About this exercise:
Take the listing below and write it out again exactly, skipping any picture that it holds.
━━━ Available records
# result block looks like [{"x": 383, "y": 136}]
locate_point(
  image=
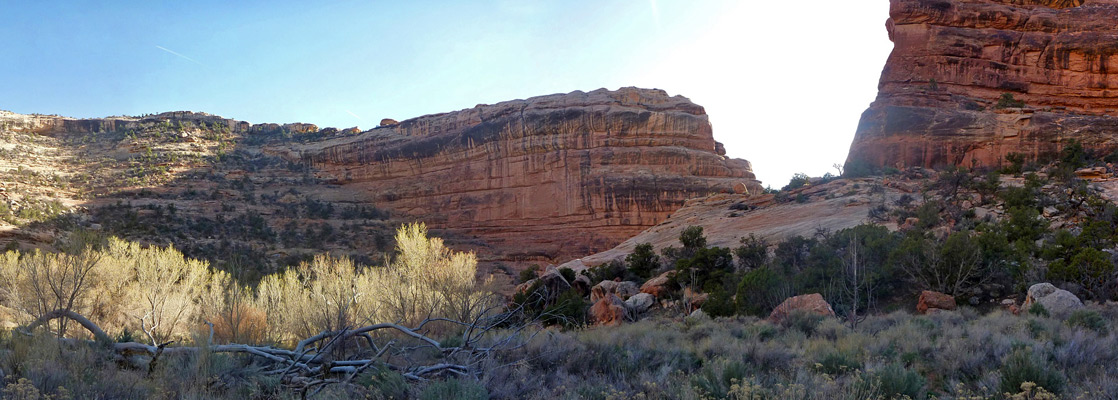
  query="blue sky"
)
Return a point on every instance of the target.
[{"x": 784, "y": 84}]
━━━━━━
Answer area:
# result block looks like [{"x": 383, "y": 136}]
locate_point(
  image=
  query="blue sky"
)
Return a point on every instance of the target.
[{"x": 784, "y": 84}]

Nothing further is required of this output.